Saved data entries

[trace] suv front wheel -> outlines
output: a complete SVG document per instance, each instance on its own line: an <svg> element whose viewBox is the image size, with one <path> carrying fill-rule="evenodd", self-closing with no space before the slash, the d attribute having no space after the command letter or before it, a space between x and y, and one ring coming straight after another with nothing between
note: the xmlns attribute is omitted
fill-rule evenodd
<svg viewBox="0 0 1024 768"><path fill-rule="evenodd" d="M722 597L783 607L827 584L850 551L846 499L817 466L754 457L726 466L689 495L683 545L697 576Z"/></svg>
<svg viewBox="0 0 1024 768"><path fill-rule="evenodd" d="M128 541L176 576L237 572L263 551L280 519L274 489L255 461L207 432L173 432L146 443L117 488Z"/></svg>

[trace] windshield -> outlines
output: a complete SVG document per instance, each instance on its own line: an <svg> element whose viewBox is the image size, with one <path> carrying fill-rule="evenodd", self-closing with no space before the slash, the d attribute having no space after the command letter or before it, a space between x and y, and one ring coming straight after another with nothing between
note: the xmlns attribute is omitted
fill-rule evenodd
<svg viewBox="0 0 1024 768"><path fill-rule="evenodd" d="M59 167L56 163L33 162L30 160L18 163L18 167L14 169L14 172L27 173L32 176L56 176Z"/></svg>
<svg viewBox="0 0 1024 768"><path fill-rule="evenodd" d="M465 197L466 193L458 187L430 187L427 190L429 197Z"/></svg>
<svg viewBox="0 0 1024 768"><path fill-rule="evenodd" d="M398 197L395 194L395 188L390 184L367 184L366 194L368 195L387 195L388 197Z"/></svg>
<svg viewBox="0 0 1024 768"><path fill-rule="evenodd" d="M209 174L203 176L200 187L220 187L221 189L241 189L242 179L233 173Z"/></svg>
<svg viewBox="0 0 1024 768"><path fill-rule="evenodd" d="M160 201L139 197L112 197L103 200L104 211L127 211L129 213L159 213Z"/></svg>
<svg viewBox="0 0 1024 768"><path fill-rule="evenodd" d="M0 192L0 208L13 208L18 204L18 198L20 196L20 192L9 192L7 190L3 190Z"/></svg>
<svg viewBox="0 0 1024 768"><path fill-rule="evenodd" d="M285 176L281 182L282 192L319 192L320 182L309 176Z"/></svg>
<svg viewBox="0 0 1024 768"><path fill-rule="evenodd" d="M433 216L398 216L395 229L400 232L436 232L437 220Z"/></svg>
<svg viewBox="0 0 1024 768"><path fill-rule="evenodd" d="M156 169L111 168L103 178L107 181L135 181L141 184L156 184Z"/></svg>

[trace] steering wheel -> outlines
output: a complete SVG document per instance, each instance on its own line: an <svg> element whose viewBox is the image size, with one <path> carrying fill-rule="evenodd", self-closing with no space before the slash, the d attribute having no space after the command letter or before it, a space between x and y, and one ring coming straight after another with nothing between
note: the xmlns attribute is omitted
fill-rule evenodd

• WHAT TO DO
Go through the records above and retype each one exactly.

• WRITTEN ANSWER
[trace] suv front wheel -> outlines
output: a complete SVG document per instance, each instance on its own line: an <svg> element whose viewBox is the image size, with one <path> carrying fill-rule="evenodd", self-closing with no space before the slash, the d attribute having no space after the command letter or before it, a space between x and y, and one ring coming straight after another with nothing between
note: the xmlns attribute is omitted
fill-rule evenodd
<svg viewBox="0 0 1024 768"><path fill-rule="evenodd" d="M722 597L783 607L827 584L850 551L846 499L817 466L754 457L726 466L689 495L683 545L697 576Z"/></svg>
<svg viewBox="0 0 1024 768"><path fill-rule="evenodd" d="M128 541L176 576L237 572L263 551L280 519L274 489L255 461L207 432L173 432L146 443L117 488Z"/></svg>

[trace] windshield -> outlines
output: a complete SVG document per instance, each instance on its own line: an <svg> element whose viewBox is the image size, with one <path> carrying fill-rule="evenodd", self-closing with no space before the slash, the d attribute having no space after the command letter or before it, a space between x and y, and one ring coming straight after another with nothing between
note: the xmlns attribute is omitted
fill-rule evenodd
<svg viewBox="0 0 1024 768"><path fill-rule="evenodd" d="M59 167L56 163L33 162L30 160L18 163L18 167L14 169L14 172L27 173L32 176L56 176Z"/></svg>
<svg viewBox="0 0 1024 768"><path fill-rule="evenodd" d="M465 197L466 193L458 187L430 187L427 190L429 197Z"/></svg>
<svg viewBox="0 0 1024 768"><path fill-rule="evenodd" d="M398 197L395 194L395 188L390 184L367 184L366 194L368 195L387 195L388 197Z"/></svg>
<svg viewBox="0 0 1024 768"><path fill-rule="evenodd" d="M209 174L203 176L200 187L220 187L221 189L241 189L242 179L233 173Z"/></svg>
<svg viewBox="0 0 1024 768"><path fill-rule="evenodd" d="M160 201L139 197L112 197L103 200L104 211L127 211L129 213L159 213Z"/></svg>
<svg viewBox="0 0 1024 768"><path fill-rule="evenodd" d="M0 192L0 208L13 208L18 204L18 198L20 196L20 192L9 192L7 190L3 190Z"/></svg>
<svg viewBox="0 0 1024 768"><path fill-rule="evenodd" d="M285 176L281 182L282 192L319 192L320 182L309 176Z"/></svg>
<svg viewBox="0 0 1024 768"><path fill-rule="evenodd" d="M433 216L398 216L395 229L400 232L436 232L437 220Z"/></svg>
<svg viewBox="0 0 1024 768"><path fill-rule="evenodd" d="M156 169L111 168L103 178L107 181L135 181L141 184L156 184Z"/></svg>

[trace] steering wheel -> outlines
output: a complete SVG document per instance, each instance on its own line: an <svg> element whose viewBox is the image size, with one <path> carrying fill-rule="evenodd", self-closing with no space before the slash, the d attribute having no space after the command letter or before it, a space between x and y, and one ring coming straight after another with nothing between
note: the xmlns attribute is omitted
fill-rule evenodd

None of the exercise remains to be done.